While I agree with all the advice that it's both foolish to risk incarceration in a foreign country for the sake a family vacation (in quite an over-rated spot, at that) and that showing up in court in response to a summons is not considered an optional activity, you can check fairly easily on whether or not you have any active warrants in Florida.
The statewide database is accessible here, and of course, it comes with a bunch of disclaimers about the information potentially being inaccurate, out-of-date or incomplete. Orange County (the county in which Disney World resides, and presumably where you absconded form) has a couple similar resources, one through the County Sherrif's Office and through the Orange County Clerk of Courts Office. The same disclaimers apply to those sites as well, though you should be able to check on the disposition of your criminal case through the Clerk of Courts site. It's not unheard of for old, unresolved cases for minor offenses to be dismissed or dropped completely after a period of time. It's not likely, but it could happen.

● ● ● ● ●

_Work item A_. Rewrite the part of the text about checking for Florida warrants starting with "The statewide database" and going on through "it could happen.", with "disclaimers" changed to "warnings" each time it appears.
_Work item B_. Pick up the text about checking for Florida warrants right after its last sentence and write what comes next.

Phrase grounding data
● ● ● ● ●

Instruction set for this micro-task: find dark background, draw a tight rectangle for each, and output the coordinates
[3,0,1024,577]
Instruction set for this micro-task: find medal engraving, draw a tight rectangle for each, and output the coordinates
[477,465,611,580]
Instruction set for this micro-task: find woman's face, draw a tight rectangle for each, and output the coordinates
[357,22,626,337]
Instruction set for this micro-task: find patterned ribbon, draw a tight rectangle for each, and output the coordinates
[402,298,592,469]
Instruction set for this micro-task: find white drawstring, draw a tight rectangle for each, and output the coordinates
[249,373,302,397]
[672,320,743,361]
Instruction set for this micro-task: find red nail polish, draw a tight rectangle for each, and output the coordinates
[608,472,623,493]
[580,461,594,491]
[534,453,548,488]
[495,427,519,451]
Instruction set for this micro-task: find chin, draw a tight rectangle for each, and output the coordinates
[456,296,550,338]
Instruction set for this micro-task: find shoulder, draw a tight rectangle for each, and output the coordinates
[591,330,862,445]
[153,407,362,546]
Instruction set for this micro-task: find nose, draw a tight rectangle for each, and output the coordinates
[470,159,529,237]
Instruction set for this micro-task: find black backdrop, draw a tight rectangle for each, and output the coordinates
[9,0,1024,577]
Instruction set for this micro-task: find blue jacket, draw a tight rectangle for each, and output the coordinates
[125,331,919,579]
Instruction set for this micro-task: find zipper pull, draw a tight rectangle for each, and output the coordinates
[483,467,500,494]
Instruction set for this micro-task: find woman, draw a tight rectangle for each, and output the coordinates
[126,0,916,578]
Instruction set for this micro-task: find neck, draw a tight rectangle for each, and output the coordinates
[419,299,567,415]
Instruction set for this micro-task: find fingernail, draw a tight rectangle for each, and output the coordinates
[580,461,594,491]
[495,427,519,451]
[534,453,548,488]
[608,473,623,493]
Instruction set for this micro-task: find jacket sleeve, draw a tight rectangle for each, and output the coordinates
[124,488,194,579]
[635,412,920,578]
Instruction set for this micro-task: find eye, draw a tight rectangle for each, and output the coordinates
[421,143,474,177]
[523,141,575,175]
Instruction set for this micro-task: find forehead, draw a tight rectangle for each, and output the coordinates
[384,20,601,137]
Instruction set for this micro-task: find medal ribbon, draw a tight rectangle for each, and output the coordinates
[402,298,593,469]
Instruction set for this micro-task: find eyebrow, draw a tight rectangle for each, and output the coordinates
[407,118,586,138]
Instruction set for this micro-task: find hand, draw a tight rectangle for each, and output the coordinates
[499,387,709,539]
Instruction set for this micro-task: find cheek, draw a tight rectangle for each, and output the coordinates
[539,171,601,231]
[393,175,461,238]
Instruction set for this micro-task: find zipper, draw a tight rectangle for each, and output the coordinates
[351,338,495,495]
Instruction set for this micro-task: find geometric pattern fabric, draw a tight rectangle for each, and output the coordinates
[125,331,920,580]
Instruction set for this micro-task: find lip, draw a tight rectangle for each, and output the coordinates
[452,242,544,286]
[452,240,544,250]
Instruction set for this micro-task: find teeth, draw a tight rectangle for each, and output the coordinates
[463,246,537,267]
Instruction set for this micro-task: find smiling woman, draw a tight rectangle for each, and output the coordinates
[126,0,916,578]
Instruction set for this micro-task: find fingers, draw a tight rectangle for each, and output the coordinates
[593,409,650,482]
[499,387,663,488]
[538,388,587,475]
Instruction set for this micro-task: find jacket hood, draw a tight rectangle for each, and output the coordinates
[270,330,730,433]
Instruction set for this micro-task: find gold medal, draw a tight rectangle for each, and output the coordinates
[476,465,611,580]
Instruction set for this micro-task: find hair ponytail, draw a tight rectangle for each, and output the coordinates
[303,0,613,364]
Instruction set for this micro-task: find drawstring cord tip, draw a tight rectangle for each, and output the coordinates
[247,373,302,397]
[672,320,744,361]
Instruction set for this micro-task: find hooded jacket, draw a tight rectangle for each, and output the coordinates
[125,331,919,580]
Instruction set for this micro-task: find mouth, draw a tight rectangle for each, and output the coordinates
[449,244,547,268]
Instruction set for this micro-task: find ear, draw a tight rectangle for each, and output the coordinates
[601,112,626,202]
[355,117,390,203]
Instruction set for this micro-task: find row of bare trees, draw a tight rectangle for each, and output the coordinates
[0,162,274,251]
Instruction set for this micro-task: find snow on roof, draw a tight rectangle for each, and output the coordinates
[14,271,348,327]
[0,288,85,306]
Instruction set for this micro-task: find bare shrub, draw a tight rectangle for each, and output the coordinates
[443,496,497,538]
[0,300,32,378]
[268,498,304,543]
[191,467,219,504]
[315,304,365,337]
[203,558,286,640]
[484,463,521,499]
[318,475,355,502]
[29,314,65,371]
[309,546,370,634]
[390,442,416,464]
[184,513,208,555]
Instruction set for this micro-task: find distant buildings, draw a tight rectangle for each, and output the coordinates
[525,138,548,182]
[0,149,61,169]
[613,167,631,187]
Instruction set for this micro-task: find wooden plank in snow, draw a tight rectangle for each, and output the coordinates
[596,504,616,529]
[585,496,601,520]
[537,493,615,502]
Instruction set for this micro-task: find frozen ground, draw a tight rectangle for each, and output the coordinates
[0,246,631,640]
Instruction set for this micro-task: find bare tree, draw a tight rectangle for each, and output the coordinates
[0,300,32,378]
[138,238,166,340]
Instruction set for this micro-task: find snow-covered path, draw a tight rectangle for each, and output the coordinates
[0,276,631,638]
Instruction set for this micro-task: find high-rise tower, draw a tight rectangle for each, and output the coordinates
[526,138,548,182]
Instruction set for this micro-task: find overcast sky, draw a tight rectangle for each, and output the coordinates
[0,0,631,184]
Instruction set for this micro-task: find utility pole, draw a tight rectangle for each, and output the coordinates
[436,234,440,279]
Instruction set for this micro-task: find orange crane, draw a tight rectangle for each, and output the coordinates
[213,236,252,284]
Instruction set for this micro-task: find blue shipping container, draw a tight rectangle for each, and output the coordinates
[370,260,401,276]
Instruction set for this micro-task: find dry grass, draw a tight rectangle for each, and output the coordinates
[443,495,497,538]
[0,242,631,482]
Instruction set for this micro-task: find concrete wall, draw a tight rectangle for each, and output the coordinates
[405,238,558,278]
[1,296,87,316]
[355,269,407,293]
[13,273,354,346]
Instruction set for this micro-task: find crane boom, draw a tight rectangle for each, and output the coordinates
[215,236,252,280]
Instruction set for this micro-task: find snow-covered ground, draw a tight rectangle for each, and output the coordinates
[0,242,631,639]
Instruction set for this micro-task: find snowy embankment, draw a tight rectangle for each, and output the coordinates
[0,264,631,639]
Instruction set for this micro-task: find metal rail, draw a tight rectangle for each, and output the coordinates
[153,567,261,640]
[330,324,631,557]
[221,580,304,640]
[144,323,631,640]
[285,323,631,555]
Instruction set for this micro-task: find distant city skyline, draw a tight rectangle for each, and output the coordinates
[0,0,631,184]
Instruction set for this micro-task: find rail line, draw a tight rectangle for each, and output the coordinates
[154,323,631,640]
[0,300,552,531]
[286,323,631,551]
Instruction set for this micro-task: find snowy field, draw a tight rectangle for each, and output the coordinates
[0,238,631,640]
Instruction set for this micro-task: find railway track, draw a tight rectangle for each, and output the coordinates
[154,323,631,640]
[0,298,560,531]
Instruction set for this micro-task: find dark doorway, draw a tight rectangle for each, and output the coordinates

● ● ● ● ●

_Response box A_.
The statewide database is accessible here, and of course, it comes with a bunch of warnings about the information potentially being inaccurate, out-of-date or incomplete. Orange County (the county in which Disney World resides, and presumably where you absconded form) has a couple similar resources, one through the County Sherrif's Office and through the Orange County Clerk of Courts Office. The same warnings apply to those sites as well, though you should be able to check on the disposition of your criminal case through the Clerk of Courts site. It's not unheard of for old, unresolved cases for minor offenses to be dismissed or dropped completely after a period of time. It's not likely, but it could happen.

_Response box B_.
Of particular interest to you ought to be the following phrase from the Sheriff's Office link -
Orange County outstanding warrants do not lose their validity. They still allow any law enforcement agent to arrest a person at any given moment.
From experience, I can tell you two things with almost 100% certainty.
A "bench warrant" (a warrant issued by a judge) was issued for you when you failed to appear in court. It gives any Florida law enforcement officer the right and obligation to arrest you.
That warrant does not expire. There is no "statute of limitations" because you were already arrested and charged with a crime. That warrant will remain valid until the day you die, are arrested under it, or dispose of it through the court system.
So, if you return to Florida without first disposing of the warrant and case through the courts, you'll be subject to arrest and imprisonment for the crime you were charged with and absconded on, in addition to a charge for failing to appear in court. Period.
You do have a number of factors in your favor as far as mitigating the risk of this actually happening, however. Your name has changed, and the warrant was issued under your maiden name, so a casual check won't pull up the warrant. The crime is minor (a misdemeanor, based on what you've said), so it's highly improbably to have made it into the federal system. And it's an older offense, so the warrant will be inactive by now (not actively circulated or actively pursued). All that means that the chances of you being denied entry or arrested upon entry to the US are practically nonexistent, and there's about no chance of there being anyone in Florida actively looking to serve the warrant on you.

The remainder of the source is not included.